* Passage to read
-- Begin --

It’s official: South African men are bigger talkers than women when it comes to cell phones in their cars. 57% of men interviewed in a major new study admitted to talking on their cellphones while driving, compared to 37% of women.

The study forms part of the year-long Mobility 2005 research project undertaken by independent research organisation World Wide Worx, with the backing of First National Bank, Cell C, Sentech and the Mobile Institute. In the sixth phase of the study, entitled The Impact of Mobile Technologies on the South African Consumer, released today, a nationally representative sample of 2400 South Africans took part in telephonic interviews over a three-month period during the first half of 2005.

“The interviews were conducted with landline users who also own cellular phones, resulting in a sample that represents the upper two-thirds income brackets of cellphone users,” says Peter Searll, director of Plus 94 Harris, which conducted the field work for this phase on behalf of World Wide Worx.

The research unveils fascinating patterns in cellphone usage, and a detailed picture of a very satisfied market.

“One of the most significant findings of the consumer research was that South Africans love their cellphones,” says Arthur Goldstuck, MD of World Wide Worx. “Across half a dozen dimensions we rated, people were extremely satisfied with the impact of their cellphones on their lives.”

The highest satisfaction rating was with the impact of cellular phones on family security: 94.8% of respondents gave a positive rating. Impact on the user’s own sense of security and satisfaction with cell phone’s performance were tied at a 94.3% positive rating, followed by impact on personal life at 93.6%, satisfaction with network service at 93.2% and Impact on working life bringing up the rear, but not by far, at 92.1% positive.

This is clearly the market segment that keeps the cellular manufacturers in business: just over half of respondents said they had obtained a new handset in the past year. Of those who obtained new phones, half again said they would again obtain new handsets in the coming year.

What happened to their old phones? The biggest proportion – 44% of respondents – passed it on to family members.18% kept it as a spare, 14% sold it, 10% gave it to a friend, and 5% simply threw it away. No less than 6% said their previous phone was stolen.

-- End --

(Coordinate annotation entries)

-- Begin --

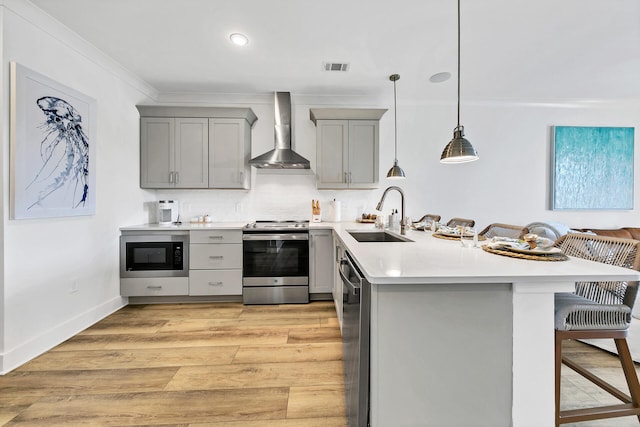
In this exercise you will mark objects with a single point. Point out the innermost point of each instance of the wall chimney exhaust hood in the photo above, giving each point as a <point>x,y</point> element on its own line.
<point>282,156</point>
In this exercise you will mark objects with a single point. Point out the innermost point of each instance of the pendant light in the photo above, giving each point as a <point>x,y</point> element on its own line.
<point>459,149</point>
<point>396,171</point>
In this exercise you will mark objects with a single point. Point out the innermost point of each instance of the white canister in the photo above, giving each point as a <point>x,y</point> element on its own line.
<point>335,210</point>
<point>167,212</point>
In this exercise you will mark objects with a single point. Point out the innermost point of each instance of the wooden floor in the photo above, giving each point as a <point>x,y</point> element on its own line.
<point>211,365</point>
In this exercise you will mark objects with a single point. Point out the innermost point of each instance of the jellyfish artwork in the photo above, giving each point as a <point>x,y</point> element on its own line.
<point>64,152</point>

-- End --
-- Begin --

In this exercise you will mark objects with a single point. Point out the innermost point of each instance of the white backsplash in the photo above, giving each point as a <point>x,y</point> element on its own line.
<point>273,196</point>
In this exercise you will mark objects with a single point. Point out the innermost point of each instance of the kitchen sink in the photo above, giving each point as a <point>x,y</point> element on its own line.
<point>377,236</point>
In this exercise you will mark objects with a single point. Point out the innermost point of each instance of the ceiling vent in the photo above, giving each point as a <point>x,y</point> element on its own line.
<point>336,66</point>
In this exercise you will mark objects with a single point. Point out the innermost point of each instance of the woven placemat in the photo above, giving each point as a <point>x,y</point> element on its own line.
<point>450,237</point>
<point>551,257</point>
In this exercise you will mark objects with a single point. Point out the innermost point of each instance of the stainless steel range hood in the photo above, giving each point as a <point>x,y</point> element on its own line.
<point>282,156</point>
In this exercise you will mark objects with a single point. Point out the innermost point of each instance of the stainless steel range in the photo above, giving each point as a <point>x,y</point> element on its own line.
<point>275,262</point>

-- End --

* Complete the following
1) In the article on cellphone use in South Africa, how many people took part in the telephonic interviews?
2) Please copy the part of the article on cellphone use in South Africa that opens with the words containing "What happened to" and closes with "phone was stolen.".
3) Carry on the article on cellphone use in South Africa from the point where it stops.

* Answer set
1) A nationally representative sample of 2400 South Africans took part.

2)
What happened to their old phones? The biggest proportion – 44% of respondents – passed it on to family members.18% kept it as a spare, 14% sold it, 10% gave it to a friend, and 5% simply threw it away. No less than 6% said their previous phone was stolen.

3)
Age was found to be a major differentiator of the way South Africans use their cellular phones, particularly in the choice of contract versus pre-paid accounts. While 33% of all users in this market segment are on contract and 64% on pre-paid, only 8% of those in the 16-19 age group are on contracts, with 90% on pre-paid. This doubles to 17% on contract in the 20-24 age group, with 78% on pre-paid. Contract use rises steadily through the age groups until it peaks in the 46-49 age group, at 40%, and then begins to decline again.

More than half the respondents cited free or cheap phones as the reason for choosing their form of contract, pointing to a dramatic market shift if current regulatory proposals to scrap contract incentives become law. Average expenditure among contract users was R384 per month, and among pre-paid users R134, again indicating the impact that would be made on the market should there be a further shift to pre-paid. Not surprisingly, expenditure is lowest in the 16-19 age group, rising steadily to a peak in the 35-44 age group, and then dropping steadily as age increases – confirming the old stereotype that yuppies are the most enthusiastic cellphone users.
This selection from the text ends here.